Gabriel Francisco Schürrer Peralta (born 16 August 1971) is an Argentine football manager and former player who played as a central defender.

He spent the better part of his career in Spain, appearing for five different clubs in nearly one full decade (1996 to 2004, 2006–07) and amassing La Liga totals of 235 games and 13 goals.

Playing career

Club
Born in Rafaela, Santa Fe Province, Schürrer was best known for his eight-year stint in four La Liga clubs (two seasons apiece), most notably with Deportivo de La Coruña where he helped with 19 league games in the team's 1999–2000 league conquest. In 2004, he moved to Greece with Olympiacos FC, where he also remained two seasons.

After retiring at the end of the 2006–07 campaign at the age of almost 36, with Málaga CF, having played only ten competitive matches with the Andalusians in the second division, Schürrer returned to Argentina, serving as a youth coach at Club Atlético Lanús which he also represented as a player in the early 90s.

International
Schürrer gained four caps for Argentina, his debut coming in 1995. He was picked for the squad at that year's Copa América, as the national team exited in the quarterfinals against Brazil.

Coaching career
In November 2010, Schürrer was appointed head coach of Lanús' first team after the departure of Luis Zubeldía. He left in July 2012.

**Records shown:**
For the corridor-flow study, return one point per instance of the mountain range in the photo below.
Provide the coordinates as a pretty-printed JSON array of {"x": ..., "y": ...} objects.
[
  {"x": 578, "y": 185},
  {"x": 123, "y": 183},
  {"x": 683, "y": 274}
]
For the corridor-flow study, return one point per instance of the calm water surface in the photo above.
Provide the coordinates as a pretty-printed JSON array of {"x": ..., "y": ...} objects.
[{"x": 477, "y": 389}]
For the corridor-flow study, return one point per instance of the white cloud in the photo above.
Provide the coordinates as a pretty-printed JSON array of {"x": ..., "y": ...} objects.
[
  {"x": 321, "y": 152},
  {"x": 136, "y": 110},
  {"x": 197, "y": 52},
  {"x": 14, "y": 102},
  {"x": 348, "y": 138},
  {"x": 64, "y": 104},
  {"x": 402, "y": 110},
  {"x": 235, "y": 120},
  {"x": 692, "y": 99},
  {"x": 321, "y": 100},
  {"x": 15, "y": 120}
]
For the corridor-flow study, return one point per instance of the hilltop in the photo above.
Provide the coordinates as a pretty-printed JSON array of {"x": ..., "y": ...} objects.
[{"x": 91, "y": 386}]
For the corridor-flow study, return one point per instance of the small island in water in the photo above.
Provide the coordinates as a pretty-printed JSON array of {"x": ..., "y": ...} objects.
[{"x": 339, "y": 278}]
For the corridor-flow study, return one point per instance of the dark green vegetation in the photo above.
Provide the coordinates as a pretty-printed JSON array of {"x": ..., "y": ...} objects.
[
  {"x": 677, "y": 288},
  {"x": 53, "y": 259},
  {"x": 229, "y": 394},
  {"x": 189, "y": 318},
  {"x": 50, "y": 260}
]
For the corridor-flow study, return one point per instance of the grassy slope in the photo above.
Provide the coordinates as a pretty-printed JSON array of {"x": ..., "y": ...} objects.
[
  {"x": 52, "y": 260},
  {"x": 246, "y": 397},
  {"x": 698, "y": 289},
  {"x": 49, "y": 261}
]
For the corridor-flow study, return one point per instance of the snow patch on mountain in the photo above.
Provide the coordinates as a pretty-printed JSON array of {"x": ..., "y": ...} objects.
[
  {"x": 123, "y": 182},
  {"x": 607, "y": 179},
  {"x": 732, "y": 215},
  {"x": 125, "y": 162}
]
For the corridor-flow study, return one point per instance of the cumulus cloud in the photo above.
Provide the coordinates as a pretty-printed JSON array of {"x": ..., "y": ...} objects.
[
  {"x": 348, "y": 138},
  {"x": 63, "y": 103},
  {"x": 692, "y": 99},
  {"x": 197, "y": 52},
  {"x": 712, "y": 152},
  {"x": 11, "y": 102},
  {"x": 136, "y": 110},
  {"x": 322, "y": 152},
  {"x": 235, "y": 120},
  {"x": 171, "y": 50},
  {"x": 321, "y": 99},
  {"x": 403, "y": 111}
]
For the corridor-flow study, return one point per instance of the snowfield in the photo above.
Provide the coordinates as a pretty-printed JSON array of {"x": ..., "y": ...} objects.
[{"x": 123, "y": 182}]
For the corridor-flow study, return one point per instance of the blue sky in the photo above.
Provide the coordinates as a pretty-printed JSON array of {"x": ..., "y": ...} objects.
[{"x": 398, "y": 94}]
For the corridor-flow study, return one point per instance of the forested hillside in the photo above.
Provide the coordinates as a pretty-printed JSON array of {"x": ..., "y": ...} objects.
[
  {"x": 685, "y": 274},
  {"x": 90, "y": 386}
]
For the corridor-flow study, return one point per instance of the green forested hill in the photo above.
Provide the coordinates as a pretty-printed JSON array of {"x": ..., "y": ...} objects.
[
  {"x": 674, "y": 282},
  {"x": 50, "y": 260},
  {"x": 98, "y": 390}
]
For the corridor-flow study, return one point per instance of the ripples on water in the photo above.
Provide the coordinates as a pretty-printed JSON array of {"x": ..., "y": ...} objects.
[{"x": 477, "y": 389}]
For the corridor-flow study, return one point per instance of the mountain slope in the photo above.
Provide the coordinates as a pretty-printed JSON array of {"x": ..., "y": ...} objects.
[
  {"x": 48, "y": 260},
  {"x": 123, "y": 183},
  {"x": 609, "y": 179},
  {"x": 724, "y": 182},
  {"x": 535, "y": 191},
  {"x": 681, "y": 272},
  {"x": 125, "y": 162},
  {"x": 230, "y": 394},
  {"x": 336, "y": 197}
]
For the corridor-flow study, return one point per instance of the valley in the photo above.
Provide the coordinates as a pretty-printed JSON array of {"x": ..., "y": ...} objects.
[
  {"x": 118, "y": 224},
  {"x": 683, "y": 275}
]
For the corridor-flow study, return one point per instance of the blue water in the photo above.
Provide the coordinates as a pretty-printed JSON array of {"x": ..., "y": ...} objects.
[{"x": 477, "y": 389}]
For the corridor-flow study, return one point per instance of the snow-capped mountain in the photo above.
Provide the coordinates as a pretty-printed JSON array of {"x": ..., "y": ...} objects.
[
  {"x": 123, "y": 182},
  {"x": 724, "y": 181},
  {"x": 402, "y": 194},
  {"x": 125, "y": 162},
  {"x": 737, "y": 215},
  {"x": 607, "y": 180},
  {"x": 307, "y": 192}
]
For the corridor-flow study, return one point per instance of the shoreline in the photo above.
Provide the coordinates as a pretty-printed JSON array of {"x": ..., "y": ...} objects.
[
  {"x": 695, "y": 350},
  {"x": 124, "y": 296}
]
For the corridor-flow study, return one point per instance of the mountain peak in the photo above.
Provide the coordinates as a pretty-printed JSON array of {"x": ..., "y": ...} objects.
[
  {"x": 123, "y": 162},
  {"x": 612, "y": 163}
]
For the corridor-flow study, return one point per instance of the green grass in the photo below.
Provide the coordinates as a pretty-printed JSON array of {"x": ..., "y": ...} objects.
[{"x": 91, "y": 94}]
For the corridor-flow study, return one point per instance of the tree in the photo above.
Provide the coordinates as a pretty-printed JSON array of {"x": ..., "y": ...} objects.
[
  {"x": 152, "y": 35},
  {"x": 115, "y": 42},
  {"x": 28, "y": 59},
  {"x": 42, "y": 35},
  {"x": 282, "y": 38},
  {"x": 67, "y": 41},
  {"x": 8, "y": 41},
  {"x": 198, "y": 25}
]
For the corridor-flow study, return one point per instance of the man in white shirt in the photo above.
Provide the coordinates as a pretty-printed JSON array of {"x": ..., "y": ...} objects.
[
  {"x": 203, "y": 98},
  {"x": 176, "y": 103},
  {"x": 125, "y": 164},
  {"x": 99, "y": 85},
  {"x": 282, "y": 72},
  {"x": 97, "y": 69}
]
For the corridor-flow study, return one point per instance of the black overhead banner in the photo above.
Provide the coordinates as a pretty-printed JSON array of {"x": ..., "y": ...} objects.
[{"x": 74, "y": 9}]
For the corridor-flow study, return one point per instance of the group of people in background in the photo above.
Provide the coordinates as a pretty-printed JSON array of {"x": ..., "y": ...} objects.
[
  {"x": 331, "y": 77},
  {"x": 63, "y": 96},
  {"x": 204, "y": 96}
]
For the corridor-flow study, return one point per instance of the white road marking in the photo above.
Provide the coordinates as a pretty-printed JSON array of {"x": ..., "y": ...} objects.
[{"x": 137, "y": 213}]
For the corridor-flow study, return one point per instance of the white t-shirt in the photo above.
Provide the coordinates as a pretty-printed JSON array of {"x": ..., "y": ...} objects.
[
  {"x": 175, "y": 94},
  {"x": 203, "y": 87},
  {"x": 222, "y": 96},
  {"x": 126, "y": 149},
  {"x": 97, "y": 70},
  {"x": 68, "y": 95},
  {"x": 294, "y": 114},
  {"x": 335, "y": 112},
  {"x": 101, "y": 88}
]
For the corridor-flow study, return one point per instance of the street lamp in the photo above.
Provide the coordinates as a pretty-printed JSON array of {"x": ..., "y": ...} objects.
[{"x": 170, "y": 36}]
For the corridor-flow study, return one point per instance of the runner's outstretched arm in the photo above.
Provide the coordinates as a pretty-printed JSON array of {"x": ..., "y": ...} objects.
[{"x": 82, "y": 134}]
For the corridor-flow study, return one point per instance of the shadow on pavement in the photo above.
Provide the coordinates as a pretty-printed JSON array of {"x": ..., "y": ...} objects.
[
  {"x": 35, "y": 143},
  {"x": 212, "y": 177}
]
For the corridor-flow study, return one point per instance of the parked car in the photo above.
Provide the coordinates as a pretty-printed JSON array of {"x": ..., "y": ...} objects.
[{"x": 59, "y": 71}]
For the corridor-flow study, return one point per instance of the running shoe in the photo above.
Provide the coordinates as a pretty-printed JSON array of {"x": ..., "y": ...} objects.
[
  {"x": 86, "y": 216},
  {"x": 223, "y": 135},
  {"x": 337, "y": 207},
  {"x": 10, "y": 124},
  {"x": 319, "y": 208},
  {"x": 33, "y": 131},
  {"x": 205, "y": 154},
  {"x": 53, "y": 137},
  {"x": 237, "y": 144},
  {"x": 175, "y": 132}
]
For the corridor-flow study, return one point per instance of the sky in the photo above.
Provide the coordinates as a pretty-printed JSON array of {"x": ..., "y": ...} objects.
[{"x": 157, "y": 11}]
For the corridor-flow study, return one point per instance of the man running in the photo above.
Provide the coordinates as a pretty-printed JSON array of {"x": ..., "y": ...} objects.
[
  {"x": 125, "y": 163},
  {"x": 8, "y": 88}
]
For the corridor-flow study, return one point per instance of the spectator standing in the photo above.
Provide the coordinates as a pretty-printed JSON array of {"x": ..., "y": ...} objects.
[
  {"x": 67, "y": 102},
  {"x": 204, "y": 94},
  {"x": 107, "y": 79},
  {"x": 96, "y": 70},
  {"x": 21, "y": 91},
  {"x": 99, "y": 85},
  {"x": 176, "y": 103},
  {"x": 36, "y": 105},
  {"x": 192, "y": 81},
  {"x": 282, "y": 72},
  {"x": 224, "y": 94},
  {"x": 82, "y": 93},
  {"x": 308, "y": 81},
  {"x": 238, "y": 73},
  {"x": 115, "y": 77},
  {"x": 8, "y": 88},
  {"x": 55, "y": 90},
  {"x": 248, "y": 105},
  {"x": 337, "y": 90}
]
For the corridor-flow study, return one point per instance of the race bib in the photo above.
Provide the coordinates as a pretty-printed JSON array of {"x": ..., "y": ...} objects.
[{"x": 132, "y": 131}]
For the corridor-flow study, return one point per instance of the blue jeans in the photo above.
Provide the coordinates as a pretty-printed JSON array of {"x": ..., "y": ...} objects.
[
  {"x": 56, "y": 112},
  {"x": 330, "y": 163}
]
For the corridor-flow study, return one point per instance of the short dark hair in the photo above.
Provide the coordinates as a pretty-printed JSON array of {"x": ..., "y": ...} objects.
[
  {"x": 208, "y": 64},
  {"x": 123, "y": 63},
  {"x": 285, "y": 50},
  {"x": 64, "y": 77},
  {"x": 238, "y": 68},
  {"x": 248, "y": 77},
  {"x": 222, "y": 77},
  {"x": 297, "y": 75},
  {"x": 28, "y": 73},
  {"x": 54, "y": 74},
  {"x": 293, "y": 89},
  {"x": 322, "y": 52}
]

**The request:**
Answer these questions from the text on Gabriel Schürrer:
1. In what year did he make his debut for Argentina?
2. Which Greek club did he join in 2004?
3. Whose departure led to his appointment as head coach of Lanús' first team?

**In response:**
1. 1995
2. Olympiacos FC
3. Luis Zubeldía